= EXERCISE TASK A =
Pick out every line of the rows that contains the string "foliage", treating uppercase and lowercase as different.

==== DOCUMENT EXTRACT

The issue looks to be the generator in eachobs / Dataloader getting boxed:

With `Dataloader` on `v0.2.5`

julia> _, state = iterate(dl);

julia> @code_warntype iterate(dl, state)
MethodInstance for iterate(::DataLoader{ObsView{DeepDFN.Dataloader.FixedDuration{DFNTrace{Float32}, DeepDFN.Dataloader.InMemoryDFNDataset{DFNTrace{Float32}}}, Vector{Int64}}, Random._GLOBAL_RNG}, ::Tuple{Base.Generator{UnitRange{Int64}, MLUtils.var"#34#36"}, Int64})
  from iterate(d::DataLoader, state) in MLUtils at /home/awadell/.julia/packages/MLUtils/W3W0A/src/dataloader.jl:98
Arguments
  #self#::Core.Const(iterate)
  d::DataLoader{ObsView{DeepDFN.Dataloader.FixedDuration{DFNTrace{Float32}, DeepDFN.Dataloader.InMemoryDFNDataset{DFNTrace{Float32}}}, Vector{Int64}}, Random._GLOBAL_RNG}
  state::Tuple{Base.Generator{UnitRange{Int64}, MLUtils.var"#34#36"}, Int64}
Locals
  @_4::Int64
  res::Union{Nothing, Tuple{Any, Int64}}
  i::Int64
  gen::Base.Generator{UnitRange{Int64}, MLUtils.var"#34#36"}
Body::Union{Nothing, Tuple{Any, Tuple{Base.Generator{UnitRange{Int64}, MLUtils.var"#34#36"}, Int64}}}
1 ─       nothing
│   %2  = Base.indexed_iterate(state, 1)::Core.PartialStruct(Tuple{Base.Generator{UnitRange{Int64}, MLUtils.var"#34#36"}, Int64}, Any[Base.Generator{UnitRange{Int64}, MLUtils.var"#34#36"}, Core.Const(2)])

========

= EXERCISE TASK B =
Reproduce the part of the excerpt that opens with the words containing "The issue looks" and closes with "julia> @code_warntype iterate(dl, state)", swapping "state" for "st" wherever it occurs.

==== GIVEN RECORDS

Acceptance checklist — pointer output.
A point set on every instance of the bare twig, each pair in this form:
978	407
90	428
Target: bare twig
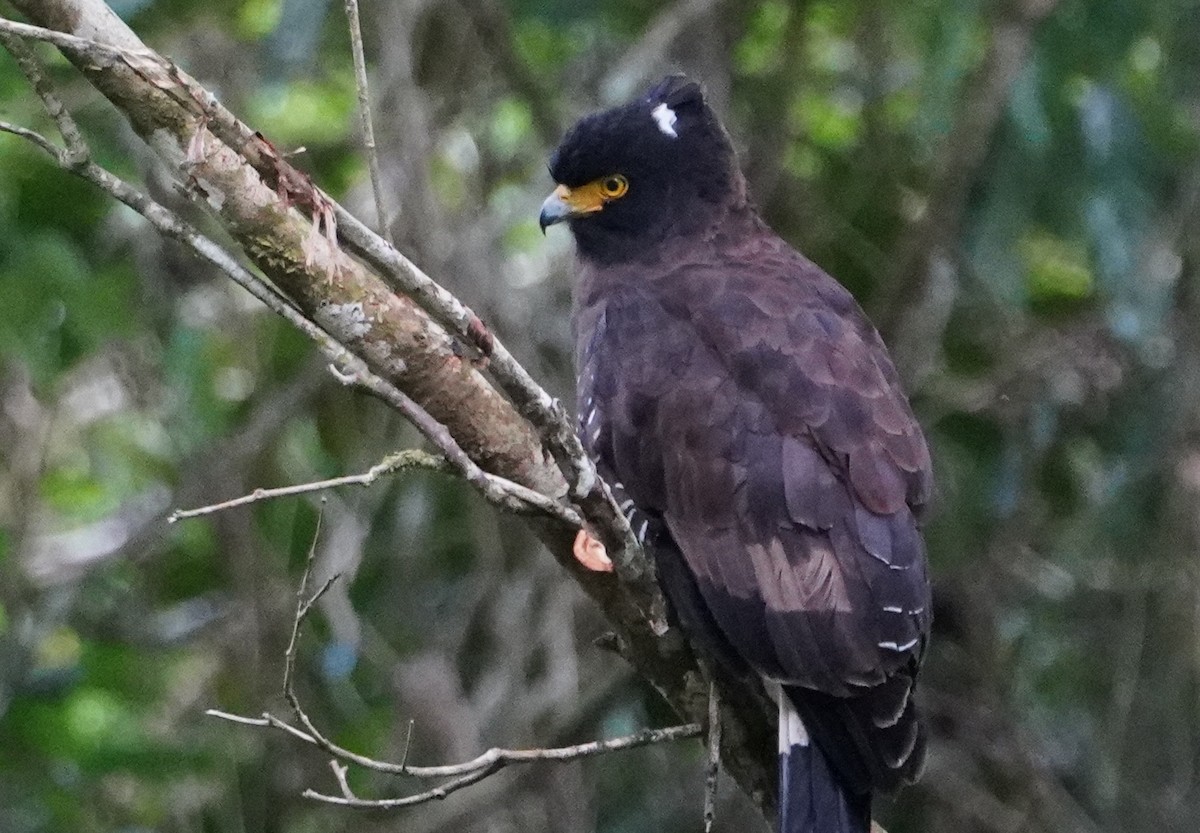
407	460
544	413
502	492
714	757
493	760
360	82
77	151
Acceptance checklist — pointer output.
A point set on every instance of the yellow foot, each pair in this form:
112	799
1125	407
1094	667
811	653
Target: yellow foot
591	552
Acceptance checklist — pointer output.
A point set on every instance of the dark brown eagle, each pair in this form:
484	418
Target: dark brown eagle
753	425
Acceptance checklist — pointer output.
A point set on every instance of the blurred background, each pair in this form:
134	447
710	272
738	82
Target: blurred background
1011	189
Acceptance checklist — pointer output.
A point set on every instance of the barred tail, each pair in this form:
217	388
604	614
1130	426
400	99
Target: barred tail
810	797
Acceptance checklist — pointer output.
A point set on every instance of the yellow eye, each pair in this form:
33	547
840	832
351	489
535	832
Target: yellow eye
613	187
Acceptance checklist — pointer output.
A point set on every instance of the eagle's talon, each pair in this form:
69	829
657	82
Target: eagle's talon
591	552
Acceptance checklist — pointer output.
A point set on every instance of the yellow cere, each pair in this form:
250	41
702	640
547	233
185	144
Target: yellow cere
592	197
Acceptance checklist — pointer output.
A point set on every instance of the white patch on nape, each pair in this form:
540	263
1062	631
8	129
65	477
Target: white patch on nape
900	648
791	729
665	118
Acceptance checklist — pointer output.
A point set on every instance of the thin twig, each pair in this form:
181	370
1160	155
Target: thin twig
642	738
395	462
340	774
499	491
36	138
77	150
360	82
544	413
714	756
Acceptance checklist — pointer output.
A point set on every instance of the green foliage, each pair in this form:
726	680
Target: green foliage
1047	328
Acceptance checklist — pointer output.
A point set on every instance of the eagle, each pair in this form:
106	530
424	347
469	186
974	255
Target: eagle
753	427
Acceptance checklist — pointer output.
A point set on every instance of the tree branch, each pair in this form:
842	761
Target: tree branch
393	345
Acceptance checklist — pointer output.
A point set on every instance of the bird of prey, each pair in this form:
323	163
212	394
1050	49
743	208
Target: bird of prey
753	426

========

= TASK SOLUTION A =
A point set on every instance of the green foliage, each pair in this form:
Target: green foliage

= TASK SOLUTION B =
The issue looks to be the generator in eachobs / Dataloader getting boxed:

With `Dataloader` on `v0.2.5`

julia> _, st = iterate(dl);

julia> @code_warntype iterate(dl, st)